WHAT THE TASK REQUIRES
What is the number of lines in these entries that include "positive"? Write that number and no other text.

GIVEN DATA
- - -

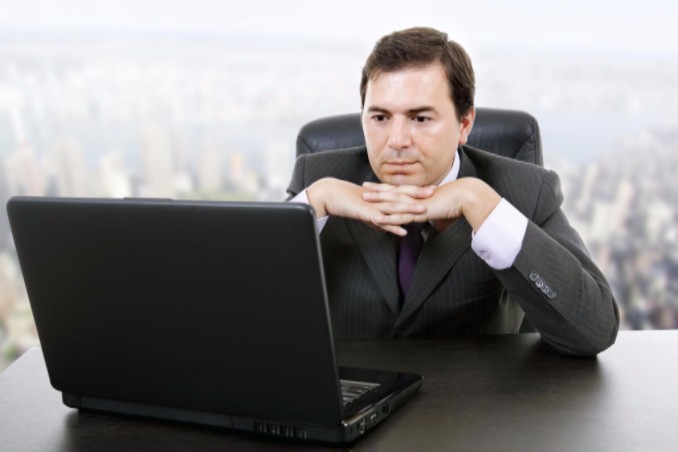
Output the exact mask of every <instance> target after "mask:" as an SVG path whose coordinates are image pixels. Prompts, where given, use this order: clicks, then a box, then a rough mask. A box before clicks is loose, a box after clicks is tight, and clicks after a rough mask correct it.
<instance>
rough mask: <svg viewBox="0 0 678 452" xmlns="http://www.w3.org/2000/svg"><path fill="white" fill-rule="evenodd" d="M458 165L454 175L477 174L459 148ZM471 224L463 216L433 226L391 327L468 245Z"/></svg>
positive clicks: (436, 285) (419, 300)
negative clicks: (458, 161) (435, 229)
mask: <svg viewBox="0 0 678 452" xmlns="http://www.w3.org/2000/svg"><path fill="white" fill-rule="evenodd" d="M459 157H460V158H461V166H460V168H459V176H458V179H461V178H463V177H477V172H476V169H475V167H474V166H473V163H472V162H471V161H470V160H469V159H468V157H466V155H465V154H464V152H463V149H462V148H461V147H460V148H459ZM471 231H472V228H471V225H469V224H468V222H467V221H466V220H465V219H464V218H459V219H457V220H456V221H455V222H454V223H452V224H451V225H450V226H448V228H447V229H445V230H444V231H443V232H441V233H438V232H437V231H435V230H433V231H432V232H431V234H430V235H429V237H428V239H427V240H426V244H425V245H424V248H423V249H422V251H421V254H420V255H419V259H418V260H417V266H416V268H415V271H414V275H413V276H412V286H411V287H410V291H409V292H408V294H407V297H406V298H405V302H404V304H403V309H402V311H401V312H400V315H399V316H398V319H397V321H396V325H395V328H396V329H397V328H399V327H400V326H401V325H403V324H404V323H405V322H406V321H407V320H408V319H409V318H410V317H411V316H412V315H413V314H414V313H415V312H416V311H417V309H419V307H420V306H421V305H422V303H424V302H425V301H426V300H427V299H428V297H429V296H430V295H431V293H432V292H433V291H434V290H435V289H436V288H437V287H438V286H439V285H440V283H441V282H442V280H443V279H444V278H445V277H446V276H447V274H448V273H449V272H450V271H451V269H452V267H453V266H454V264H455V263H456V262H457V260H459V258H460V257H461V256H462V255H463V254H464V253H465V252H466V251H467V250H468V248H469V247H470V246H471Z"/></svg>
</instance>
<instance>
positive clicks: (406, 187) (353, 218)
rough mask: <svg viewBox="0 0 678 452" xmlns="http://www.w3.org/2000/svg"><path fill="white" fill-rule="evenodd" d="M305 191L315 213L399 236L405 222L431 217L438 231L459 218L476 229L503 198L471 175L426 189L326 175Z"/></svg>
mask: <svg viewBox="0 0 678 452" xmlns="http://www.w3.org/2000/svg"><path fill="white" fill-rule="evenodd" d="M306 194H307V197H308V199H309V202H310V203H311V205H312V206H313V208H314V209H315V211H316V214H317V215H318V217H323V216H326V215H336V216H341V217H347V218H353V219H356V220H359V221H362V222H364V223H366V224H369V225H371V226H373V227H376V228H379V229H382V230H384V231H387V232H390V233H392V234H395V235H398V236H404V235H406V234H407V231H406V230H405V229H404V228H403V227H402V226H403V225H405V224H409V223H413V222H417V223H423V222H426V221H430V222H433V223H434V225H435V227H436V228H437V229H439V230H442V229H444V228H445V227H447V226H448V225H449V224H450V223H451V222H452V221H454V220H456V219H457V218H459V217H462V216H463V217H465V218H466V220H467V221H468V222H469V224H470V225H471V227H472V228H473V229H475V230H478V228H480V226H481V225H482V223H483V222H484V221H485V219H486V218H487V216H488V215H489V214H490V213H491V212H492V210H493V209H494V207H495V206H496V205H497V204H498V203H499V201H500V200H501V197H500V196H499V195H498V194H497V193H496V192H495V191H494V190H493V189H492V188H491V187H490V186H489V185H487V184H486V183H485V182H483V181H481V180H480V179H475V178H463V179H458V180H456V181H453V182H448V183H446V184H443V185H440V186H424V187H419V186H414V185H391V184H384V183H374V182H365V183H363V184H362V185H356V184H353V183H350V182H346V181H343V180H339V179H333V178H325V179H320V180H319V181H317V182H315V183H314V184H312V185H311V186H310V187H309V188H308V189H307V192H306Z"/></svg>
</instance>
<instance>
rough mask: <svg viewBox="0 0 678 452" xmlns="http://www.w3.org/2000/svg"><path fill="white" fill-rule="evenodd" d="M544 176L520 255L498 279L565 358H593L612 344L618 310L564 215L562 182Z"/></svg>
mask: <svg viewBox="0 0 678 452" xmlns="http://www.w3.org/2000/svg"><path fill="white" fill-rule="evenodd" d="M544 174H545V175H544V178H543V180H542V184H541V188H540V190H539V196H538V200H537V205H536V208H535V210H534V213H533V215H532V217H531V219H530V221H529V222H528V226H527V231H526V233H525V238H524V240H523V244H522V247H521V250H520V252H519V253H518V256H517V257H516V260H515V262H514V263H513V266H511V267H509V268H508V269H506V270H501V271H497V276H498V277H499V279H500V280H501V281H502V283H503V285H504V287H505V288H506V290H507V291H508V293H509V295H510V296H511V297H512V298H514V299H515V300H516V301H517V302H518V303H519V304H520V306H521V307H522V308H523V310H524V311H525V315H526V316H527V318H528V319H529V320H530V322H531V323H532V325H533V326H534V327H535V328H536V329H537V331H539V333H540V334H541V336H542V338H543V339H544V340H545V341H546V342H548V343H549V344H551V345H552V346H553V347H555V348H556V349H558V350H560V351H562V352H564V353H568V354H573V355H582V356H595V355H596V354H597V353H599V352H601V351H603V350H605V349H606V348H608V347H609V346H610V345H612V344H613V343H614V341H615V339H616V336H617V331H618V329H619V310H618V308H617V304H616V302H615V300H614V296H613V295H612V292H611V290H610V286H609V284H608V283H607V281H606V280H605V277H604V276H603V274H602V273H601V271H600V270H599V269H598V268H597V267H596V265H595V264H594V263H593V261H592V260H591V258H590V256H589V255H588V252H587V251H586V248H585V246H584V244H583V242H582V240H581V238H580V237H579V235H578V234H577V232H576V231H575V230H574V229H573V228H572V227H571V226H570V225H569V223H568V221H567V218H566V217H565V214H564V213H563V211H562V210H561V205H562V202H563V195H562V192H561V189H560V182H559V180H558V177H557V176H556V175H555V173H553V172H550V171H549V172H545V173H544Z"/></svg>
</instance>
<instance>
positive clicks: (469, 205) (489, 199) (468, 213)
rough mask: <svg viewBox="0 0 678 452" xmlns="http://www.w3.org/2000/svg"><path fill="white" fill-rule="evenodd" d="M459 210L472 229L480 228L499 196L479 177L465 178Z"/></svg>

- - -

SOLUTION TO THIS PROBLEM
3